#### [Your tasks]
[A] According to the Avery Island passage, how high does the island stand above mean sea level?
[B] Take the Avery Island passage further, writing on from its last sentence.

#### [Given passage]
BEGIN

Under the Avery/McIlhenny family's careful management, Avery Island has remained a natural paradise, inhabited by exotic plant and animal species from throughout the world.

Top photo: A shrine housing a centuries-old Buddha sits atop a small embankment in Jungle Gardens.

Middle photo: In season, visitors can expect to see alligators, deer and raccoons.

Bottom photo: Jungle Gardens is home to azaleas, camellias and towering bamboo.

Avery Island is one of five salt dome islands rising above the flat Louisiana Gulf coast. These islands formed over the eons when alluvial sediment covered a vast plain of salt left behind by an ancient saltwater ocean. Surrounded by the swamps and marshes of south Louisiana, Avery Island stands the highest at 163 feet above mean sea level.

WELCOME TO AVERY ISLAND: HOME OF TABASCO®

The home of world-famous TABASCO® Sauce, Avery Island, Louisiana, lies about 140 miles west of New Orleans. Surrounded by swamps and marshes, Avery Island is a mysteriously beautiful place where the pepper fields grow, the factory hums, and the McIlhennys and their employees continue to live and work much as they have for generations.

END

#### [Listed entries]
BEGIN

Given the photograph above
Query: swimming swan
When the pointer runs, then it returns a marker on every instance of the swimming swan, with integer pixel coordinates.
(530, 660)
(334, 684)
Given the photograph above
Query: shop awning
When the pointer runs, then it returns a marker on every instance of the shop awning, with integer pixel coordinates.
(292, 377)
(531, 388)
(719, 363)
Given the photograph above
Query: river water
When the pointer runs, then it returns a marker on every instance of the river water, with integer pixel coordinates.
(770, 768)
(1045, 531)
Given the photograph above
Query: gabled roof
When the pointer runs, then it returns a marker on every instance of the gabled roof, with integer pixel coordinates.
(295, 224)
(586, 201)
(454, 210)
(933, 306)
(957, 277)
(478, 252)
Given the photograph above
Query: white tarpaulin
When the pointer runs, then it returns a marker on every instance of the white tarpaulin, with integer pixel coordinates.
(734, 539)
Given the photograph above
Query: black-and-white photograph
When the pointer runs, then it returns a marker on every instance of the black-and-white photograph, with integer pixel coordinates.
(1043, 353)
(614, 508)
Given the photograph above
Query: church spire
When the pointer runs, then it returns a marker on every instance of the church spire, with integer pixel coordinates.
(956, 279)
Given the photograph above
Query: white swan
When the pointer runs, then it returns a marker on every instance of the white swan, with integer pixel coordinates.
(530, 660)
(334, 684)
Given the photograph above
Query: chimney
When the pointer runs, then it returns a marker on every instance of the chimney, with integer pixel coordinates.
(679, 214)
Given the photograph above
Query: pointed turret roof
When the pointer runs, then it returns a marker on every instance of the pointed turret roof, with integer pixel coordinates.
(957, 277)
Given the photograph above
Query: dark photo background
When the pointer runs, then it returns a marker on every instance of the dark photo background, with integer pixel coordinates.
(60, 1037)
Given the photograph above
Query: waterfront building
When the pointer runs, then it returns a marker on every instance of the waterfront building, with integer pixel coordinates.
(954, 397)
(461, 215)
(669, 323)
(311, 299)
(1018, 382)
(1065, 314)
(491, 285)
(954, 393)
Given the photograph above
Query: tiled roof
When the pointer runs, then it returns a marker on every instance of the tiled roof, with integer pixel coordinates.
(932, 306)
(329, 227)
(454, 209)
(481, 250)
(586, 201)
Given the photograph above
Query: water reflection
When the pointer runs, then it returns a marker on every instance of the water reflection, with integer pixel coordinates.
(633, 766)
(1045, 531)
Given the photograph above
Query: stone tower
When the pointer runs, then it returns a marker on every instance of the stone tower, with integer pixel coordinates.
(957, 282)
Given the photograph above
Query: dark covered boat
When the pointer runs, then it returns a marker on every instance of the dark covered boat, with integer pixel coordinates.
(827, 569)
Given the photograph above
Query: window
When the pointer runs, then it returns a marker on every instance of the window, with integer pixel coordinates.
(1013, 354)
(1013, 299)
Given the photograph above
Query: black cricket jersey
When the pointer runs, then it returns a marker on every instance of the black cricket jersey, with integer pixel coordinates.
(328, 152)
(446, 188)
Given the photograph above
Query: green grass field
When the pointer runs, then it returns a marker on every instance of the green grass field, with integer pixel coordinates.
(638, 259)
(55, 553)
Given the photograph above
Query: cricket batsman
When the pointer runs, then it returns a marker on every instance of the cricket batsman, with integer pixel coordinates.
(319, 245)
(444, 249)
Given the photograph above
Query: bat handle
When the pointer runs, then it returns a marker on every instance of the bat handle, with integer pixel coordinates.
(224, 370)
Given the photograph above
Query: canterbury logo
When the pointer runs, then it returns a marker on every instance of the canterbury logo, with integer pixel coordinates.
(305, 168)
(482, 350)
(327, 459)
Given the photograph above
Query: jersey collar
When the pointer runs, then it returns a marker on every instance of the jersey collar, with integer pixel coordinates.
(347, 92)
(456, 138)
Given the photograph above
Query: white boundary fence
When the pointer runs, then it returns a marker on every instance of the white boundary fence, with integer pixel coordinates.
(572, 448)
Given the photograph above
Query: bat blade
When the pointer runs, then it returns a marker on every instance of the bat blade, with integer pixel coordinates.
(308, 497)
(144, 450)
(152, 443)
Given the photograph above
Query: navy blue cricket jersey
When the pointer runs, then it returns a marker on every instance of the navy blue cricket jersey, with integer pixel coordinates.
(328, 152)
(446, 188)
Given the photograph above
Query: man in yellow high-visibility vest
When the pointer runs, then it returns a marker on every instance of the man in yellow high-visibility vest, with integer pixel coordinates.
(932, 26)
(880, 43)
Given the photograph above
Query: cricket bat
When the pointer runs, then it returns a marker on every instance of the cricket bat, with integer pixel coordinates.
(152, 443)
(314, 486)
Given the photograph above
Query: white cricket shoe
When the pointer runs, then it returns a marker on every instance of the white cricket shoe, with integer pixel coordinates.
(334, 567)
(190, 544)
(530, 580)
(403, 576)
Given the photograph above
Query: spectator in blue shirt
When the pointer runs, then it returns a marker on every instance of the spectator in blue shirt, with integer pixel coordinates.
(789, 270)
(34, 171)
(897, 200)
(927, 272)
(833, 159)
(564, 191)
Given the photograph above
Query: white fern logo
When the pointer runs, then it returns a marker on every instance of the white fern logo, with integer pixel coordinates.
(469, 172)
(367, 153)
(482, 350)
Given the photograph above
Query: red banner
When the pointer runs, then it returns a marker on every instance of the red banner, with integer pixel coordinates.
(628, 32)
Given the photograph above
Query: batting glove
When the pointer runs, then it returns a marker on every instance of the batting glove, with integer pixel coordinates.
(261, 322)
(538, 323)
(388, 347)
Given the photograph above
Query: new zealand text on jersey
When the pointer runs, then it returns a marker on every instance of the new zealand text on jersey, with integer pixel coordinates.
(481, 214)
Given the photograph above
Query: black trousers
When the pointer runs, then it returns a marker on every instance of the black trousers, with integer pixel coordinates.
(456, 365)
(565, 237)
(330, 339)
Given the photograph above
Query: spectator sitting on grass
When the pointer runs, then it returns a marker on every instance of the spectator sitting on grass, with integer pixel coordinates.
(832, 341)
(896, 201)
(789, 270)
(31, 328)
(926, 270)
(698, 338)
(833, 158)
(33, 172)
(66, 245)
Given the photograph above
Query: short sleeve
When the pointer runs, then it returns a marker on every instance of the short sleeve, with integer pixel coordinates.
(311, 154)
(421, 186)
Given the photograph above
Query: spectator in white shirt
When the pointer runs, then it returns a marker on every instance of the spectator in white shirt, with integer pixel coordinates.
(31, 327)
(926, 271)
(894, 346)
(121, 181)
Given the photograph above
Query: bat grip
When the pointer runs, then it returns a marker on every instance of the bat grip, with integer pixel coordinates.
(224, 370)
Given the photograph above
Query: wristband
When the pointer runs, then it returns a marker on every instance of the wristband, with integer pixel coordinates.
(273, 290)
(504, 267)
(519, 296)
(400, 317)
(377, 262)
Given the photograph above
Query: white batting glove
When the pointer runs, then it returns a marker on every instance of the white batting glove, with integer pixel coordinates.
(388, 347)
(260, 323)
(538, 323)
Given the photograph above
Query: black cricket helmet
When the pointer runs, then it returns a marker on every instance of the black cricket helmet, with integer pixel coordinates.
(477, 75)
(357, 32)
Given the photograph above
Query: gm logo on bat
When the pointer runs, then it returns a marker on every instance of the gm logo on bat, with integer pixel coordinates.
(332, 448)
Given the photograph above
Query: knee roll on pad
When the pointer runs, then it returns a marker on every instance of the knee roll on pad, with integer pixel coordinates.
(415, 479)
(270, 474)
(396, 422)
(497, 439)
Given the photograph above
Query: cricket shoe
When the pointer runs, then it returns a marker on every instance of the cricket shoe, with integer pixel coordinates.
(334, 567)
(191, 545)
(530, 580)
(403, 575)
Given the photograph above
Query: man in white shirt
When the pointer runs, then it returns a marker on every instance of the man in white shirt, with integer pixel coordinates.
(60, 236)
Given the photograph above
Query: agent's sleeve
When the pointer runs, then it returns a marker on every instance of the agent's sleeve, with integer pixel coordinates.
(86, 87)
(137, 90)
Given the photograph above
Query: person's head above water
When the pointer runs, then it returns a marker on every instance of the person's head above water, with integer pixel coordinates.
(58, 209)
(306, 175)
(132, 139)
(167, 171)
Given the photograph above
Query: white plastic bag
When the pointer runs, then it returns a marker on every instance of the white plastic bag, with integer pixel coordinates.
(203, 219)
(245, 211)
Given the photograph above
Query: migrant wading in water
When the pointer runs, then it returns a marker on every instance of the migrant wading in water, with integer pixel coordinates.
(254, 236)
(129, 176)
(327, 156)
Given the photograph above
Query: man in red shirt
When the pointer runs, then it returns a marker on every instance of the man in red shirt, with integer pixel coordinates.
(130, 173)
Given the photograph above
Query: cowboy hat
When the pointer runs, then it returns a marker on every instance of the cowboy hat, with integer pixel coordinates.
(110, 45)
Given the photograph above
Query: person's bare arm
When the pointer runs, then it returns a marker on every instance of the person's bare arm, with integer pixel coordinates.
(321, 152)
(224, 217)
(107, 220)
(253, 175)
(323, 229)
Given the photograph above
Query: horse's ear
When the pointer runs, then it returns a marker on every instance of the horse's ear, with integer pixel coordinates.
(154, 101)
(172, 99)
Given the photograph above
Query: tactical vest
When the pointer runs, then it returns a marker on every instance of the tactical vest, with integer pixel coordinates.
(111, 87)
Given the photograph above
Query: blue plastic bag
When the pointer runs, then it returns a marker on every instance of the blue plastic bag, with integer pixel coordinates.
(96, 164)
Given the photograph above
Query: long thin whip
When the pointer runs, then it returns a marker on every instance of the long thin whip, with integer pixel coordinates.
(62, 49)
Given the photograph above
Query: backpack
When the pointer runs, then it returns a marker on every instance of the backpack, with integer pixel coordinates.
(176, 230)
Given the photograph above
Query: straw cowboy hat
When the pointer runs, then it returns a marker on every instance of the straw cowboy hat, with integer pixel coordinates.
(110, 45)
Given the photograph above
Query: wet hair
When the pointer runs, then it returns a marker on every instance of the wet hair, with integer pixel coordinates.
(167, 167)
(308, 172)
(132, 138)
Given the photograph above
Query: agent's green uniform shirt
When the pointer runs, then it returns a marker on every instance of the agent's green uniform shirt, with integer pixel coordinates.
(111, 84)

END

#### [Outputs]
[A] 163 feet

[B]
A Natural Paradise

Avery Island is a natural paradise, inhabited by exotic plant and animal species from around the world. And under the Avery/McIlhenny family's careful management, it has remained that way to this day.

Saving the Egrets

E.A. McIlhenny, or "Mr. Ned" as he was affectionately known, founded a bird colony in the 1890s — later called Bird City — after plume hunters slaughtered egrets by the thousands for feathers to make fashionable ladies' hats. Mr. Ned gathered up eight young egrets, raised them in captivity on the Island, and released them in the fall to migrate across the Gulf of Mexico. The following spring the birds returned to the Island with others of their species - a migration that continues to this day, as thousands of snowy white egrets and other water birds return to Bird City each spring. This vast, protected rookery owes its existence to Mr. Ned.

Botanical Treasures

Mr. Ned also prized rare plants, and he enhanced the Island's natural landscape with numerous varieties of azaleas, Japanese camellias, Egyptian papyrus and other botanical treasures. When oil was discovered on the Island in 1942, he made sure that production crews bypassed live oak trees, buried pipelines (or painted them green), and took additional steps to preserve the Island's pristine beauty and ensure its continuing role as a wildlife refuge.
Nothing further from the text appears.